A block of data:

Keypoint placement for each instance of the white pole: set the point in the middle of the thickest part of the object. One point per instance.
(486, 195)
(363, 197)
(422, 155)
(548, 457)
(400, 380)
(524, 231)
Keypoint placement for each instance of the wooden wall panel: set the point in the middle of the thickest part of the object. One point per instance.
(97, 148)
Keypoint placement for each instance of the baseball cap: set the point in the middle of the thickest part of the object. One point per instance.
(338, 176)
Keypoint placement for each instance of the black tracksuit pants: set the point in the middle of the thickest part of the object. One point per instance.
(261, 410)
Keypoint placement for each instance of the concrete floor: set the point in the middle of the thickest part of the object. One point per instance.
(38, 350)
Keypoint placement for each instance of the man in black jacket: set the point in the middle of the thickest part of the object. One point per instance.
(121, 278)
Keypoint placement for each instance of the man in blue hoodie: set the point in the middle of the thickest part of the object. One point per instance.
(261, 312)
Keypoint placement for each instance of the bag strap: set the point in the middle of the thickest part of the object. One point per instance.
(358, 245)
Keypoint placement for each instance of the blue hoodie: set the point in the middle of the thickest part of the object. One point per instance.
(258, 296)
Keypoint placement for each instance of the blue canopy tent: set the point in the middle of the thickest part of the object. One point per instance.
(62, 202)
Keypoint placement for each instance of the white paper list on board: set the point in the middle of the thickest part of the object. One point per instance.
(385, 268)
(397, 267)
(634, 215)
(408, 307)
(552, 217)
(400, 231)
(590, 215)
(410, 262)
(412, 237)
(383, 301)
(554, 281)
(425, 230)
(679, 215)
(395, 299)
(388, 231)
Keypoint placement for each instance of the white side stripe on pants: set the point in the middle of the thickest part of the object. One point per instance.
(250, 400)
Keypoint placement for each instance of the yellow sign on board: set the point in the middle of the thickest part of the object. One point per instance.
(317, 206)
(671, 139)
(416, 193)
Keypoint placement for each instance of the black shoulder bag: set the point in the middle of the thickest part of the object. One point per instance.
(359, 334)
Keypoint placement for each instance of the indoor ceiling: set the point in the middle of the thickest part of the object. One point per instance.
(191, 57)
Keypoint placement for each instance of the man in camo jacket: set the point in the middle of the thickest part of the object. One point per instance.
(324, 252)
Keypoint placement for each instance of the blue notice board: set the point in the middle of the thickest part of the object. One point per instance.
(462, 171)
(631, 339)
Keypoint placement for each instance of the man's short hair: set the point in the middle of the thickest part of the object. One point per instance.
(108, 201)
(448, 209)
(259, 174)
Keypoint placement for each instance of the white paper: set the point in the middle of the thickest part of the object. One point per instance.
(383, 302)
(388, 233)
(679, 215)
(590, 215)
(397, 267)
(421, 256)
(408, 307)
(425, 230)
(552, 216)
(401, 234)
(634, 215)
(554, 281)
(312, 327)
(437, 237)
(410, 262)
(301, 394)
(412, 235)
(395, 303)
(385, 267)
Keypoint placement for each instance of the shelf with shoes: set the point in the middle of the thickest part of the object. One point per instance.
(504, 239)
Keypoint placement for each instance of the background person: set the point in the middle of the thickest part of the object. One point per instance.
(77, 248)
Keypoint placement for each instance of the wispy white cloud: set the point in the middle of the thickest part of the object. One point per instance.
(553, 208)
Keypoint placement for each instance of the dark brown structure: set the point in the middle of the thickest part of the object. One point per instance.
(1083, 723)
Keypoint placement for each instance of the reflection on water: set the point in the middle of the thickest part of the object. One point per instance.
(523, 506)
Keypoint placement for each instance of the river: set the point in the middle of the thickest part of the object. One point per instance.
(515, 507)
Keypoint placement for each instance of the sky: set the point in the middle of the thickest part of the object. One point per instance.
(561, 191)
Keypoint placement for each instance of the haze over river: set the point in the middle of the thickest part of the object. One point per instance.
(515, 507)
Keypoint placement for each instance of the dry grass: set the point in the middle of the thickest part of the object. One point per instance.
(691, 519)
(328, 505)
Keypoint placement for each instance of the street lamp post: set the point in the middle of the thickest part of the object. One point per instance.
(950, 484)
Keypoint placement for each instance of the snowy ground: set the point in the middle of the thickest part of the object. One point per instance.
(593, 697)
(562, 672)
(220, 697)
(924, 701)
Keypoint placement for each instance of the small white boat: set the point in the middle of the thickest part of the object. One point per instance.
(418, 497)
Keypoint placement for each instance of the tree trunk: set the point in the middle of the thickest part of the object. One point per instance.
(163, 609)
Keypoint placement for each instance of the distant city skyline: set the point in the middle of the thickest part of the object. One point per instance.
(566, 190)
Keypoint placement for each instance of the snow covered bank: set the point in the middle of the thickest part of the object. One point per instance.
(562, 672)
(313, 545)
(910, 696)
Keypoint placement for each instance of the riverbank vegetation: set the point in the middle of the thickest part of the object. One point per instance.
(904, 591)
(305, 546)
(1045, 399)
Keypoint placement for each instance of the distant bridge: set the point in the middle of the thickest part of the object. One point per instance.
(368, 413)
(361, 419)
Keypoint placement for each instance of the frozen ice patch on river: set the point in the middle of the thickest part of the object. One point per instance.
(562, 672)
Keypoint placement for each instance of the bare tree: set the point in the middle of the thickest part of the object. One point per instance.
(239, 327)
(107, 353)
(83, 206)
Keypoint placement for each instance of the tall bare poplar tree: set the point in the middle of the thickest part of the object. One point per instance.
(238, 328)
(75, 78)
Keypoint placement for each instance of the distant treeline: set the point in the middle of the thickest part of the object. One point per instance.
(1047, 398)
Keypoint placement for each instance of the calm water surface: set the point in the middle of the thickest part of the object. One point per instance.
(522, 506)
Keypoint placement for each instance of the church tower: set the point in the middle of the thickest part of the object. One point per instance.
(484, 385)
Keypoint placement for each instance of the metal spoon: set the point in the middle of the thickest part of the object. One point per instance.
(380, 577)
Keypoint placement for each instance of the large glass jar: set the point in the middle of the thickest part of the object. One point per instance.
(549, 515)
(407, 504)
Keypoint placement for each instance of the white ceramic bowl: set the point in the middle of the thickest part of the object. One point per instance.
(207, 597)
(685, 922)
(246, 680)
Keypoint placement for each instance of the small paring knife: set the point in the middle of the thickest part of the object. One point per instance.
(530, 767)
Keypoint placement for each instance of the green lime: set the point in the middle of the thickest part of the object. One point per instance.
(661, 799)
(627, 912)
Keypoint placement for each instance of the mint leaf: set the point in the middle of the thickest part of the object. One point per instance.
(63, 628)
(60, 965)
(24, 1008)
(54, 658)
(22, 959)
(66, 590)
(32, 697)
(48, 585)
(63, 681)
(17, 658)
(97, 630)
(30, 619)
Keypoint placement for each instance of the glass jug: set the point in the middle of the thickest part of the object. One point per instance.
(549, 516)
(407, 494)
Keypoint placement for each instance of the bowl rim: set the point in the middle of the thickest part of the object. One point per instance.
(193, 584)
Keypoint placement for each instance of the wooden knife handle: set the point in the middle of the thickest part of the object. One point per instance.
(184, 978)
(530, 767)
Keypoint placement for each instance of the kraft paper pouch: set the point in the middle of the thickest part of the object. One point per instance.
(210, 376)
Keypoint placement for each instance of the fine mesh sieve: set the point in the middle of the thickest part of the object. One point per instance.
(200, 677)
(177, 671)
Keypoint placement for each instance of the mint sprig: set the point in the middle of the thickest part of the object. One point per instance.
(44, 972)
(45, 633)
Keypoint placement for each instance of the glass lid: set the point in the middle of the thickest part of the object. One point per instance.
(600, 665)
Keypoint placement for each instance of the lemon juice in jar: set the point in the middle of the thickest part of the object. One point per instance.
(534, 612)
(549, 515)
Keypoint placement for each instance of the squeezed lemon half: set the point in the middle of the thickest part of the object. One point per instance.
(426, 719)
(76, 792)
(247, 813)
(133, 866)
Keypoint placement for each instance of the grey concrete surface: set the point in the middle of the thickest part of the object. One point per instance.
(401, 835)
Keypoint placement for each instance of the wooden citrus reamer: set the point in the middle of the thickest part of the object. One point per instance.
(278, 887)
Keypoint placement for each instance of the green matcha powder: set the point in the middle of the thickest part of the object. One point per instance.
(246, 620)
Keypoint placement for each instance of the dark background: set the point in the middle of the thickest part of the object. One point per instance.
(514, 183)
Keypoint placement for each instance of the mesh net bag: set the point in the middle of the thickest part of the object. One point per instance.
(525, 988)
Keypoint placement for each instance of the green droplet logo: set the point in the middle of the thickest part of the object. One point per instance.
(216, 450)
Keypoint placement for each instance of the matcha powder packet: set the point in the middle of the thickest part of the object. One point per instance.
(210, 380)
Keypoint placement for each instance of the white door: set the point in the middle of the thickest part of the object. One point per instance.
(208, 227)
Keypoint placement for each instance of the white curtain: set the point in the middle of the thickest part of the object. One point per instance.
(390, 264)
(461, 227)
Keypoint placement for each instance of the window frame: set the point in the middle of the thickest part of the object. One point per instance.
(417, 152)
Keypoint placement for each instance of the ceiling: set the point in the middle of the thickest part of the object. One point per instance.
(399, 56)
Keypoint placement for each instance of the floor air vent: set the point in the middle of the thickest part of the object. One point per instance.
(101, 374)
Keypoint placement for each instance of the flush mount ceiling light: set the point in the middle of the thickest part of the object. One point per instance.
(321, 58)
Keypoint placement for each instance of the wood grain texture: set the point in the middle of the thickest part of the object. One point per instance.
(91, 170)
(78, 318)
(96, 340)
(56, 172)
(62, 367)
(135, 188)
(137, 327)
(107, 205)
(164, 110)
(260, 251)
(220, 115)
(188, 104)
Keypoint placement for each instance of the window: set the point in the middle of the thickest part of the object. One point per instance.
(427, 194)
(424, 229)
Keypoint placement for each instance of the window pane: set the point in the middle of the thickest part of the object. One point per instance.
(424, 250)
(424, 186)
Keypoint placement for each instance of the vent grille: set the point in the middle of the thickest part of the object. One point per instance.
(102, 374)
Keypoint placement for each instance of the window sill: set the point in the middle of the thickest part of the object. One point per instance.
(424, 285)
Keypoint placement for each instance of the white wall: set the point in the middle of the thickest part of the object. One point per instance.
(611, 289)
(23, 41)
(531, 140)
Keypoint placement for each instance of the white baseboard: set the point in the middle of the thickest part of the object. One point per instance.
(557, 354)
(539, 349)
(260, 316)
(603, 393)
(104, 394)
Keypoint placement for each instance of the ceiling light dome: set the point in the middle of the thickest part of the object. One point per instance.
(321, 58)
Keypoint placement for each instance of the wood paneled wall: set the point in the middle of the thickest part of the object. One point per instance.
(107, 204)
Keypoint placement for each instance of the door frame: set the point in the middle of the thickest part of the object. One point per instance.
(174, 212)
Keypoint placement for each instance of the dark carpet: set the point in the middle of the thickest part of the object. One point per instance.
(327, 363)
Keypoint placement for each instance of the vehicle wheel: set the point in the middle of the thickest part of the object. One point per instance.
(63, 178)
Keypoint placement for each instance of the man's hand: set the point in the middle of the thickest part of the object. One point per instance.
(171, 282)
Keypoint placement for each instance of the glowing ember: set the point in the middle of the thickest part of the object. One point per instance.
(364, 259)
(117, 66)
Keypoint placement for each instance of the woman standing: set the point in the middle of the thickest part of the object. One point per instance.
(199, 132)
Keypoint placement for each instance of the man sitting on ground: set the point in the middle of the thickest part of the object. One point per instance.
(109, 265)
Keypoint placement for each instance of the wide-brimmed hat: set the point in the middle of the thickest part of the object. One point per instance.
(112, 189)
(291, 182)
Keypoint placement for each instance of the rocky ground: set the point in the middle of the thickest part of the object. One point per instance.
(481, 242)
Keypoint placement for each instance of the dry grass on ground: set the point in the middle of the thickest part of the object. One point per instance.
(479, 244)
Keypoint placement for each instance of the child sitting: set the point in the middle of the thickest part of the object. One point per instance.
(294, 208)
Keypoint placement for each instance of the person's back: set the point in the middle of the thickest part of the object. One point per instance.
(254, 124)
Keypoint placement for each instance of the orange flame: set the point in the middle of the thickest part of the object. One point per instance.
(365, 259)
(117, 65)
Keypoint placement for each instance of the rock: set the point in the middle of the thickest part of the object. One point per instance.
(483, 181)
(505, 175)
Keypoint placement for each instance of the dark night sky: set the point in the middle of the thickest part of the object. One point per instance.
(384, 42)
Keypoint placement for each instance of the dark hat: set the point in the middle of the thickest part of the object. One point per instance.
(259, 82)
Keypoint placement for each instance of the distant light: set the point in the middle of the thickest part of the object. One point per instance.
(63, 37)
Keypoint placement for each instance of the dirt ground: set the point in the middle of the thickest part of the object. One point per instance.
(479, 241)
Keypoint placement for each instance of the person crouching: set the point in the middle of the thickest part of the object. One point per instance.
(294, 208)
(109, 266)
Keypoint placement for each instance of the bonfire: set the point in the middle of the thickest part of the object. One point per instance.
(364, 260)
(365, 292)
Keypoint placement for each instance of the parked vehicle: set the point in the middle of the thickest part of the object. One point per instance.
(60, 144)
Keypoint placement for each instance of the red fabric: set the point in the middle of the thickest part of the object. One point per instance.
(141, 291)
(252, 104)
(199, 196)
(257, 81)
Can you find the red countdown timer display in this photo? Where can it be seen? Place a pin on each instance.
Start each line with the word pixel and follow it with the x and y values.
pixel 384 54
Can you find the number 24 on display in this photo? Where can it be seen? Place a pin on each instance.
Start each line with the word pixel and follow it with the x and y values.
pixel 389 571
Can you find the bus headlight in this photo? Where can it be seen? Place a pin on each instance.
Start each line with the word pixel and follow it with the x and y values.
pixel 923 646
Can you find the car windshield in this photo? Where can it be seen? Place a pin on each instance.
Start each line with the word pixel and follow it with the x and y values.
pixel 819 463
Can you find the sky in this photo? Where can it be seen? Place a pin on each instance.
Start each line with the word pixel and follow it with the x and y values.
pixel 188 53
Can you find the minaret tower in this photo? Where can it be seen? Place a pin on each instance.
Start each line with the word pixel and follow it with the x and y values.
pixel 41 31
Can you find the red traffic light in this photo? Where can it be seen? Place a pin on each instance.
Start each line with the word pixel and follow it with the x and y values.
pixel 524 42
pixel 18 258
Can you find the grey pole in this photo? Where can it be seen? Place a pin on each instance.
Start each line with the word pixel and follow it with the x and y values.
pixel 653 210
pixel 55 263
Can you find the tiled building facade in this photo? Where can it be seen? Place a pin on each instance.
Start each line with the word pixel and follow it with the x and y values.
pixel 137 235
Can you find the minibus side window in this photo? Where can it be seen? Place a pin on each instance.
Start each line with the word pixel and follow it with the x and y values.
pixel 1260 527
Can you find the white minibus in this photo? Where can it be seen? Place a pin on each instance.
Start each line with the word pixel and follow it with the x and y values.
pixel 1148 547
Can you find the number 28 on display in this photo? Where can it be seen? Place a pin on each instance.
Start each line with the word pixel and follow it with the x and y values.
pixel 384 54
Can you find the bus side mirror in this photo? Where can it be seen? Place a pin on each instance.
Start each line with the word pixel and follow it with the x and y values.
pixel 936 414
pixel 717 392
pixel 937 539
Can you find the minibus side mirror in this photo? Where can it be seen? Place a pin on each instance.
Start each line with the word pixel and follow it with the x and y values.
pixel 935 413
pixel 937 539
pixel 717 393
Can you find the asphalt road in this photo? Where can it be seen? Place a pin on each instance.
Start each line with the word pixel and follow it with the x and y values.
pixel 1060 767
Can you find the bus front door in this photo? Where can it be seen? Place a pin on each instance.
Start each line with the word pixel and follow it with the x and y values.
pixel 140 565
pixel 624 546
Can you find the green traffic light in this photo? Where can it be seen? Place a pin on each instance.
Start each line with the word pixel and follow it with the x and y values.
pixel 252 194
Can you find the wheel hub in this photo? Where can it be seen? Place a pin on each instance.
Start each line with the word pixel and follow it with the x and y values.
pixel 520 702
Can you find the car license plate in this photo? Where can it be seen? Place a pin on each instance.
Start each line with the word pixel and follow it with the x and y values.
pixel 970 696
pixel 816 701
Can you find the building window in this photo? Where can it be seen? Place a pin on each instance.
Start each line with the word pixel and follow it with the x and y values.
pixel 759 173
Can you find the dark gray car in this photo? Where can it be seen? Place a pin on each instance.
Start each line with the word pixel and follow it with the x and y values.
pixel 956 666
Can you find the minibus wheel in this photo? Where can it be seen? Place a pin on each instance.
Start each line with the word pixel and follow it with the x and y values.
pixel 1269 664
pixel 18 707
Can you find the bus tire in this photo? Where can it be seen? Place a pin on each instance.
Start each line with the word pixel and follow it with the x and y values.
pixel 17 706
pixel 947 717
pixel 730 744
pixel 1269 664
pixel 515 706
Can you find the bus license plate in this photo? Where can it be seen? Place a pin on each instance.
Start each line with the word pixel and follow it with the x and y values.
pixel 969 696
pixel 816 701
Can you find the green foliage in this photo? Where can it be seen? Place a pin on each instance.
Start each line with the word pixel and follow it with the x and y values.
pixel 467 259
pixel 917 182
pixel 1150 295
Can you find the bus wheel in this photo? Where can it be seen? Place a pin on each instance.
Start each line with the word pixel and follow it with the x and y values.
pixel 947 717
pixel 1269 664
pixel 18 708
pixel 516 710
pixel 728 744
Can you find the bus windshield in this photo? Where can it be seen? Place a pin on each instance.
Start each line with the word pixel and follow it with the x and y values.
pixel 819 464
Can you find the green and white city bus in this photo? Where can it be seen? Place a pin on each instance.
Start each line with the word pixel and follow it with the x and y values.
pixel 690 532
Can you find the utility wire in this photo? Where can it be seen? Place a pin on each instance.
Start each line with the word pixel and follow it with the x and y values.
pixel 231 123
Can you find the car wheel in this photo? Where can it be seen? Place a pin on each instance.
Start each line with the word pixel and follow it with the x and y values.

● Exercise details: Recast as a numbered list the rows from the line containing "Can you find the number 28" through the line containing "pixel 1060 767", both included, leaving out any blank lines.

● Complete output:
1. Can you find the number 28 on display in this photo? Where can it be seen? Place a pin on each instance.
2. Start each line with the word pixel and follow it with the x and y values.
3. pixel 384 54
4. Can you find the bus side mirror in this photo? Where can it be seen? Place a pin on each instance.
5. Start each line with the word pixel and follow it with the x and y values.
6. pixel 936 414
7. pixel 717 392
8. pixel 937 539
9. Can you find the minibus side mirror in this photo? Where can it be seen? Place a pin on each instance.
10. Start each line with the word pixel and follow it with the x and y values.
11. pixel 935 413
12. pixel 937 539
13. pixel 717 393
14. Can you find the asphalt road in this photo? Where can it be seen? Place a pin on each instance.
15. Start each line with the word pixel and follow it with the x and y values.
16. pixel 1060 767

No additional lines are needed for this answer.